» REQUIREMENT
Rescale the part of the entries that opens at their start and closes with the line containing "M 65 132 L 66", both ends included, reproducing every line with the requests and their format samples unchanged. Multiply each polygon coordinate in the answers by 0.95 and round it to a whole number, halves up.

» DATA PROVIDED
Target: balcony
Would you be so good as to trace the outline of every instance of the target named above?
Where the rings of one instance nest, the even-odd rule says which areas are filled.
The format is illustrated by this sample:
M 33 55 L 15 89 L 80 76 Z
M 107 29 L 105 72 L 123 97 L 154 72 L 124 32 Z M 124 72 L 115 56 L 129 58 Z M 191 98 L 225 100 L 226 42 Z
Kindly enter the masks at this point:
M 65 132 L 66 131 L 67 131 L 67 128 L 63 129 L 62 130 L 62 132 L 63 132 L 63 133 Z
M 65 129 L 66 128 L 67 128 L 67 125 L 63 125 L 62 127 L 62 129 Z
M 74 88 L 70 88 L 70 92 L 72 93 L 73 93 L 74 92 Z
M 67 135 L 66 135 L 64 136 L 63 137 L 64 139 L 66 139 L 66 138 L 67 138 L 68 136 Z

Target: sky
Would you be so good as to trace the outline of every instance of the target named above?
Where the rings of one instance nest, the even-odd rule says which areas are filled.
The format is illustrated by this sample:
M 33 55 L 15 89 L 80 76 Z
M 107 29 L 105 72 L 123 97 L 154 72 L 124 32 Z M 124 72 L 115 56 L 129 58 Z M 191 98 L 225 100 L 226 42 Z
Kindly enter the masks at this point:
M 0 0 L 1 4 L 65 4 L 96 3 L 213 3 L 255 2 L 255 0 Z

» PROBLEM SOLUTION
Target: balcony
Would you be so good as to trace the outline of every instance of the target named above?
Where the rings of one instance nest, the even-odd rule says which areas are filled.
The format is illustrated by this sample:
M 33 55 L 15 89 L 80 76 Z
M 107 29 L 105 72 L 123 97 L 154 72 L 124 32 Z M 124 72 L 115 56 L 129 58 Z M 191 98 L 225 100 L 226 42 Z
Kindly enter the masks at this point:
M 62 125 L 63 124 L 64 124 L 64 122 L 60 123 L 59 124 L 59 125 L 60 125 L 60 126 Z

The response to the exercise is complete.